▶ _Passage provided_
++++++++

Friday, August 29, 2008

Cooking on the Home Front during WW2

Professional Celebrity Chefs Ricky Andalcio (1st left) and John Crouch (2nd left) outside Asda, Carlisle 6 July 2005. Ricky and John took part in a 'Ready Steady, Cook' cookery contest using WW2 recipes as part of BBC Radio Cumbria's contribution to the "People's War" project, assisted by one of the ladies from the Carlisle Asda store.

(Photograph by J. Ritson)
One thing that perhaps united British housewives above all other things during the Second World War was food rationing, and the consequential problem of cooking for a household. By and large, Service men and women did not have this problem - or at least not in the same way - they just eat what was provided. As a volunteer researcher for the BBC "People's War" project between 2004 and 2006, this was one of the things ladies who remembered the war years would tell me.

In an attempt to recreate the 'flavour' of the war years one event I helped out at in July 2005 was a 'Ready, Steady, Cook' competition between two professional celebrity chefs with restaurants in Cumbria. The two chefs were Ricky Andalcio, owner of two restaurants in Whitehaven, and John Crouch owner of a Restaurant in Wigton. Ricky and John regularly put on cookery demonstrations for the modern housewife at events in Cumbria (and of course househusband!) and they are also well known through appearances on regional television and radio.

++++++++

▶ _Set exercise a_
Reproduce the blog post on wartime cooking word for word, from start to finish.
The blog post and the records come from unrelated sources.

++++++++

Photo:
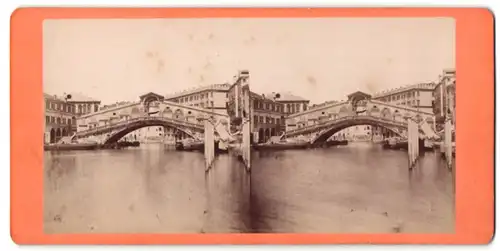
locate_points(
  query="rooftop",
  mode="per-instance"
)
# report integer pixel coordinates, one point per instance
(79, 97)
(223, 87)
(426, 86)
(285, 96)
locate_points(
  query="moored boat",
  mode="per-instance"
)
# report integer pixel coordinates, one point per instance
(71, 147)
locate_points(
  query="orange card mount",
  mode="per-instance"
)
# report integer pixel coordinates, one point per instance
(474, 175)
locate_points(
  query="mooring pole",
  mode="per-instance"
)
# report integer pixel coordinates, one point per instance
(209, 144)
(413, 143)
(448, 147)
(246, 144)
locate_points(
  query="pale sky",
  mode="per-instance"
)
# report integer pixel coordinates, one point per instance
(318, 58)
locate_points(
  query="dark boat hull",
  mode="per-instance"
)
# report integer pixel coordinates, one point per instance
(293, 146)
(70, 147)
(403, 145)
(337, 143)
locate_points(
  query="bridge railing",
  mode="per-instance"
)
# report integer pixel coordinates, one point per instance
(324, 123)
(142, 118)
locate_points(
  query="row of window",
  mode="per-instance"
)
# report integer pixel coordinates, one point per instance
(70, 108)
(204, 104)
(277, 107)
(59, 120)
(401, 96)
(410, 103)
(267, 120)
(195, 97)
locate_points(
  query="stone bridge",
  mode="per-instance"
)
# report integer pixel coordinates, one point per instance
(321, 122)
(113, 123)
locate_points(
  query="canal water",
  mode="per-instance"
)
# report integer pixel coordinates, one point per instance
(359, 188)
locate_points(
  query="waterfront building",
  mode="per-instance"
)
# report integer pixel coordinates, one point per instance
(268, 117)
(213, 97)
(61, 113)
(419, 96)
(444, 98)
(291, 103)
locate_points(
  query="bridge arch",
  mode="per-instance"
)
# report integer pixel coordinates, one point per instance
(179, 114)
(113, 138)
(343, 111)
(386, 113)
(325, 134)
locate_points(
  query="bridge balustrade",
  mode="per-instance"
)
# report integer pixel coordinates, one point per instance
(137, 119)
(321, 124)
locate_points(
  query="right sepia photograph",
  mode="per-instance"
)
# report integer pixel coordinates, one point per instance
(250, 125)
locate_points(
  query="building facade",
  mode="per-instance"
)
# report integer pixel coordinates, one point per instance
(291, 103)
(444, 98)
(268, 117)
(61, 113)
(213, 97)
(419, 96)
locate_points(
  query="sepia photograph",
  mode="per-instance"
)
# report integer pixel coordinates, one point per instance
(249, 125)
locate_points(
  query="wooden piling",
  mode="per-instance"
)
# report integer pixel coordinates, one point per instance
(209, 144)
(413, 143)
(448, 146)
(246, 144)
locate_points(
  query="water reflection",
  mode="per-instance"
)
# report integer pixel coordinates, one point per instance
(358, 188)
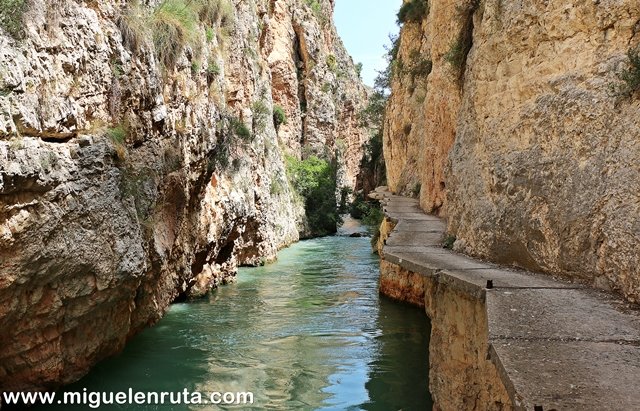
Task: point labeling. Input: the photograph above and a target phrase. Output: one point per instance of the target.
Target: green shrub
(316, 8)
(260, 115)
(456, 55)
(118, 137)
(217, 13)
(314, 180)
(213, 70)
(240, 129)
(133, 23)
(195, 67)
(359, 67)
(413, 11)
(11, 12)
(279, 116)
(369, 213)
(630, 76)
(210, 34)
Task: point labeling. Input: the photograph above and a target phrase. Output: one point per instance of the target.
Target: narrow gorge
(144, 158)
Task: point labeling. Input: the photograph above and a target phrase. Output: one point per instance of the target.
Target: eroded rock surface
(98, 236)
(522, 145)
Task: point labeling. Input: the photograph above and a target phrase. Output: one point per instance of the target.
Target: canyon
(504, 118)
(139, 169)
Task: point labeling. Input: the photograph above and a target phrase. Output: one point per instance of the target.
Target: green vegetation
(457, 55)
(316, 8)
(448, 242)
(314, 179)
(195, 67)
(240, 129)
(218, 13)
(419, 67)
(279, 116)
(118, 136)
(260, 116)
(332, 63)
(212, 70)
(276, 188)
(11, 12)
(413, 11)
(369, 213)
(359, 67)
(630, 76)
(383, 80)
(173, 26)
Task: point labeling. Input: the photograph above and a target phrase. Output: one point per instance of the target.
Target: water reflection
(308, 332)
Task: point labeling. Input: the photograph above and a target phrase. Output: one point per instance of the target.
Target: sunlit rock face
(127, 183)
(521, 142)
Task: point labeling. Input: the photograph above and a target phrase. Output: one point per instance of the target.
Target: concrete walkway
(555, 344)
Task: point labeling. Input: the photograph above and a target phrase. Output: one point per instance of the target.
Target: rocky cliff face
(130, 177)
(516, 136)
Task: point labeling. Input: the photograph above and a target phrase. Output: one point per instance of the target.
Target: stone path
(555, 344)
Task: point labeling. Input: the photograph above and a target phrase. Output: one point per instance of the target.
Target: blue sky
(364, 26)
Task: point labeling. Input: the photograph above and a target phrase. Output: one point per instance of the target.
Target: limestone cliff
(135, 169)
(513, 133)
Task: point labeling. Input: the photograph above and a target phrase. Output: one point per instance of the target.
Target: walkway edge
(551, 343)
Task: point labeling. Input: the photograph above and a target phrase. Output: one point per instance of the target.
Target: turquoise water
(308, 332)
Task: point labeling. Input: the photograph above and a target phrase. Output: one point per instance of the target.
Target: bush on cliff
(630, 76)
(279, 116)
(11, 12)
(314, 179)
(172, 26)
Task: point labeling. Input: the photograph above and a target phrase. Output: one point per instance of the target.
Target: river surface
(308, 332)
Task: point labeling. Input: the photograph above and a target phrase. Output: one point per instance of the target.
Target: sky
(364, 26)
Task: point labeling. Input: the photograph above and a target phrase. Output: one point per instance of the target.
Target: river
(308, 332)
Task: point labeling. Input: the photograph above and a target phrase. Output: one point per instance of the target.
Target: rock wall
(125, 184)
(461, 376)
(516, 136)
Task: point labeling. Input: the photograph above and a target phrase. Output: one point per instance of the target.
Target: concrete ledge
(554, 344)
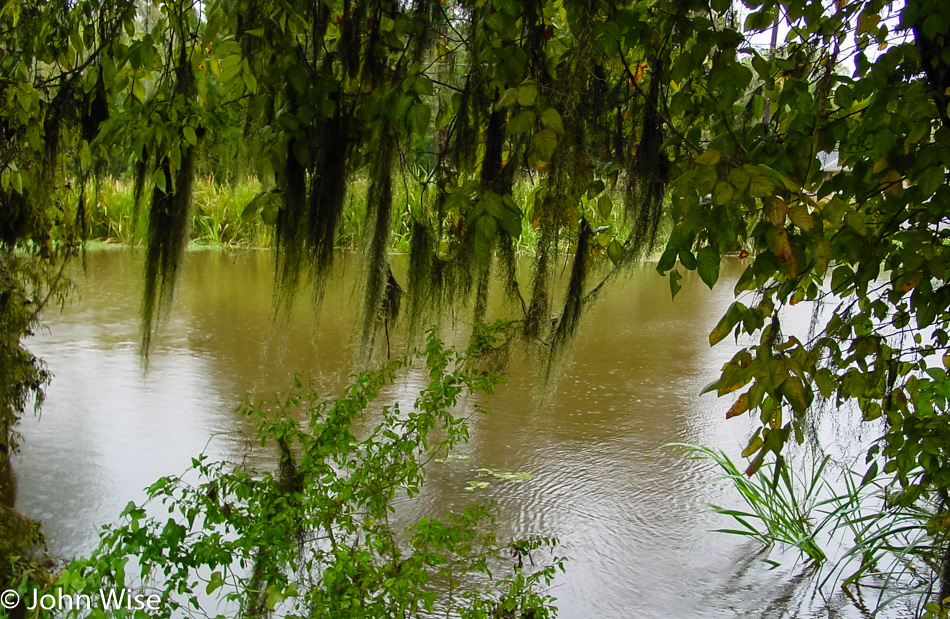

++++++++

▶ _Set exercise b_
Locate each line in the records that contains the string "cliff", treating uppercase and lowercase as distinct, and copy every such line.

▶ _Final answer a_
Friday, August 29, 2008

Cooking on the Home Front during WW2

Professional Celebrity Chefs Ricky Andalcio (1st left) and John Crouch (2nd left) outside Asda, Carlisle 6 July 2005. Ricky and John took part in a 'Ready Steady, Cook' cookery contest using WW2 recipes as part of BBC Radio Cumbria's contribution to the "People's War" project, assisted by one of the ladies from the Carlisle Asda store.

(Photograph by J. Ritson)
One thing that perhaps united British housewives above all other things during the Second World War was food rationing, and the consequential problem of cooking for a household. By and large, Service men and women did not have this problem - or at least not in the same way - they just eat what was provided. As a volunteer researcher for the BBC "People's War" project between 2004 and 2006, this was one of the things ladies who remembered the war years would tell me.

In an attempt to recreate the 'flavour' of the war years one event I helped out at in July 2005 was a 'Ready, Steady, Cook' competition between two professional celebrity chefs with restaurants in Cumbria. The two chefs were Ricky Andalcio, owner of two restaurants in Whitehaven, and John Crouch owner of a Restaurant in Wigton. Ricky and John regularly put on cookery demonstrations for the modern housewife at events in Cumbria (and of course househusband!) and they are also well known through appearances on regional television and radio.

▶ _Final answer b_
Target: rocky cliff face
Target: limestone cliff
Target: bush on cliff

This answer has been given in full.